GIVEN REQUEST ▸
Retype the records that come next, word for word.

───── DATA RECORDS

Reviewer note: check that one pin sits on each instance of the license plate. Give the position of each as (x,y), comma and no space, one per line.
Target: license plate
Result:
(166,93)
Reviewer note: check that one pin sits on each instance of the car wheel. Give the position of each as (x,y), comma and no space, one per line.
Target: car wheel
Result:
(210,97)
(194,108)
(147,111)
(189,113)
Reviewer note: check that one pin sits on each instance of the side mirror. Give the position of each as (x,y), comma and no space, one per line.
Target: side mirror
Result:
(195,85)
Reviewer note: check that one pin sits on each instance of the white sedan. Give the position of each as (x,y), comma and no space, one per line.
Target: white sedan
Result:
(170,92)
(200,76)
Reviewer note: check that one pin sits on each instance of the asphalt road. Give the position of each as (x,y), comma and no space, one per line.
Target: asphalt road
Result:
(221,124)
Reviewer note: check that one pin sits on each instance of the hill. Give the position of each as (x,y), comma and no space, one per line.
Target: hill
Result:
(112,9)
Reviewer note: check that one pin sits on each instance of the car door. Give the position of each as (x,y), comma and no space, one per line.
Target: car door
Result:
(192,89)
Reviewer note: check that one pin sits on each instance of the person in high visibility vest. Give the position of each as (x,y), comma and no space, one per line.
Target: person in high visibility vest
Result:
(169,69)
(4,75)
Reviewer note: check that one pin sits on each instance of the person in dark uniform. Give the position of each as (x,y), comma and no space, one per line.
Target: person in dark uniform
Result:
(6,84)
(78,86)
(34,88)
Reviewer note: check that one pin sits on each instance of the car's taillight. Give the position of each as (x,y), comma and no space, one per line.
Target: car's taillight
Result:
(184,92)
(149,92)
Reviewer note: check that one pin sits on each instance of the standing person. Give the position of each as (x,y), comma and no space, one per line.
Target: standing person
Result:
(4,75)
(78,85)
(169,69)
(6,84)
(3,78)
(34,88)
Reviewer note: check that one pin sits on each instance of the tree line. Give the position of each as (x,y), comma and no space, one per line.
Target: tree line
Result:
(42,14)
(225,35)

──────────

REPLY ▸
Reviewer note: check that one pin sits on each instance of the license plate. Give the position of each as (x,y), comma and no space, one per line.
Target: license plate
Result:
(166,93)
Reviewer note: check that one pin sits on each instance of the car wheel. Give the position of each as (x,y), comma and no space, one per line.
Target: car wheel
Result:
(210,97)
(194,108)
(147,111)
(189,113)
Reviewer note: check that one pin sits on each instance of the side mirror. Give the position of each as (x,y), comma and no space, one per line.
Target: side mirror
Result:
(195,85)
Reviewer note: check that one pin sits on each instance of the white sedan. Give the position of each as (x,y), comma and no space, one per line.
Target: white sedan
Result:
(170,92)
(200,76)
Reviewer note: check that one pin sits on each instance of the asphalt road. Give the position of each as (x,y), comma and no space, one per line.
Target: asphalt road
Result:
(221,124)
Reviewer note: check that one pin sits on each instance of the hill. Give the position of each as (x,y), comma and no space, one per line.
Target: hill
Result:
(112,9)
Reviewer note: check that one pin sits on each instance of the car door. Give the position of each as (x,y), comma and no space, one per line.
Target: car door
Result:
(192,89)
Reviewer note: check that one pin sits on each instance of the person in high visibility vest. Give the position of each as (x,y), comma and no space, one per line.
Target: person in high visibility vest
Result:
(169,69)
(4,75)
Reviewer note: check that one pin sits on each instance of the person in dark uniform. Give the position of each as (x,y), comma and no space, one per line.
Target: person in dark uniform
Result:
(6,84)
(78,86)
(34,88)
Reviewer note: check that one pin sits on each instance of the car's taillight. Give the position of each as (x,y), comma and no space, one per line.
Target: car's taillight
Result:
(184,92)
(149,92)
Reviewer note: check that one pin sits on each instance of the standing person. Give the position of each as (x,y), comma and no space, one per line.
Target: standing person
Result:
(4,75)
(78,85)
(169,69)
(6,84)
(3,78)
(34,88)
Reviewer note: check that one pin sits on each instance of the tree line. Give the position of each as (x,y), comma and no space, one per line.
Target: tree line
Result:
(42,14)
(225,35)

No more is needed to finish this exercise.